- The input -
_____

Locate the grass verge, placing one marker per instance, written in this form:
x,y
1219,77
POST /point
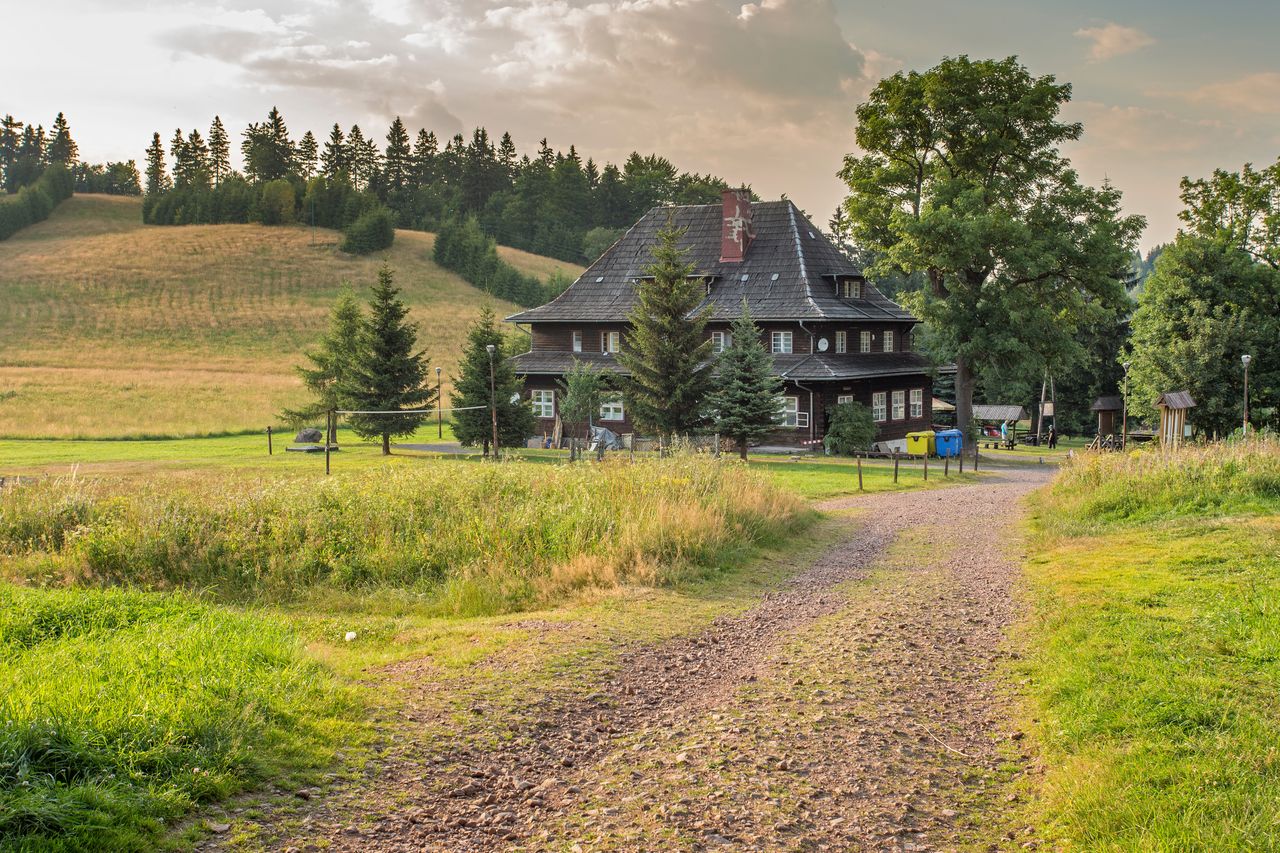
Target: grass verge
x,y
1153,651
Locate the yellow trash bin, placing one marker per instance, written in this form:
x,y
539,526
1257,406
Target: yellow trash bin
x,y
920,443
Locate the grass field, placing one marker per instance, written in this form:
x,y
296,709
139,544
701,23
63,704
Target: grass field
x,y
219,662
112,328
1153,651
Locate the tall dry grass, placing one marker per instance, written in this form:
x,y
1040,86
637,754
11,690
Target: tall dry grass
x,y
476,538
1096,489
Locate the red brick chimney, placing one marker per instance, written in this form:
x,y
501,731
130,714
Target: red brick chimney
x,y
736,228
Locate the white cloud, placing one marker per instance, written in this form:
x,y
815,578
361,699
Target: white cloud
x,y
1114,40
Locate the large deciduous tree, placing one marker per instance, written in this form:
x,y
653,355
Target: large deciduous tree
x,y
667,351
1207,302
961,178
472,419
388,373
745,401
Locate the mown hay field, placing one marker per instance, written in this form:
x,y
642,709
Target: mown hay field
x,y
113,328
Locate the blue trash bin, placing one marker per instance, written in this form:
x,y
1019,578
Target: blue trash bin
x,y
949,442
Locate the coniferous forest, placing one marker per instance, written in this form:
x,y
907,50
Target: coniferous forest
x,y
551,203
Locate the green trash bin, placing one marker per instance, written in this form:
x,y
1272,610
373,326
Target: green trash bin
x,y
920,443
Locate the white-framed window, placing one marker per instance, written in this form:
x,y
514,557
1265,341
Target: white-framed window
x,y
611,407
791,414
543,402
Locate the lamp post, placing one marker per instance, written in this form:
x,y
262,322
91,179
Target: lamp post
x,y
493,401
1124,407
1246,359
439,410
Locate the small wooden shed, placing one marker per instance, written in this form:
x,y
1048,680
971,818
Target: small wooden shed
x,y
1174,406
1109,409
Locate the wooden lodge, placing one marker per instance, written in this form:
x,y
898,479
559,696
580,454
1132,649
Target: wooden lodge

_____

- What is needed -
Pictures do not go in the copy; print every entry exactly as it stands.

- Reply -
Locate the grass verge, placing one marker per instance, written in this form:
x,y
1219,77
POST /point
Target: grass verge
x,y
1153,651
Locate the yellow trash bin, placing one marker per instance, written in this form:
x,y
539,526
1257,406
Target: yellow trash bin
x,y
920,443
Locate the grass field, placing one marker per instance, written in this form:
x,y
296,709
139,544
701,23
63,704
Target: grass field
x,y
219,662
112,328
1153,651
Locate the tall dry grass, placing one marker per instance, written in this form:
x,y
1040,86
637,754
11,690
Target: tall dry grass
x,y
476,538
1096,489
Locate the red brick chimney, placing one marker per instance, written in this form:
x,y
501,731
130,714
Target: red brick chimney
x,y
736,228
Locate the white cloud, placing one marker per instance, written in this form:
x,y
815,578
361,699
Target: white cloud
x,y
1114,40
Locate the large deciduous tree, placing one marker per instance, written in this form:
x,y
653,355
Target: large deciduous tree
x,y
667,351
1207,302
961,178
472,419
388,373
745,401
Locate the mown hay field, placing one marker per instance, written in this form:
x,y
642,709
Target: mown hay field
x,y
113,328
Locate the blue trash bin, placing one marker per instance, written in this form:
x,y
1019,578
Target: blue trash bin
x,y
949,442
Locate the coniferous forest, placing one marker per instance, written in this form:
x,y
907,50
Target: coniferous forest
x,y
551,203
Locate the green trash bin, placing one marker per instance, written in this form:
x,y
1272,610
373,326
Target: green trash bin
x,y
920,443
Locate the white-framed window, placing one marker per instance, written in this form:
x,y
514,557
1265,341
Target: white-framed window
x,y
611,407
791,414
543,402
Locate the lamp post, placing one marker per instance, written in this form:
x,y
262,322
91,179
Target: lamp post
x,y
493,401
1124,407
1246,359
439,410
Locate the small wooden shed, placing one marker per instance, written in this form:
x,y
1048,680
971,818
Target: small wooden shed
x,y
1174,406
1109,409
Locate the wooden lodge, placing one marker per instance, written in this form:
x,y
898,479
559,696
580,454
1132,649
Target: wooden lodge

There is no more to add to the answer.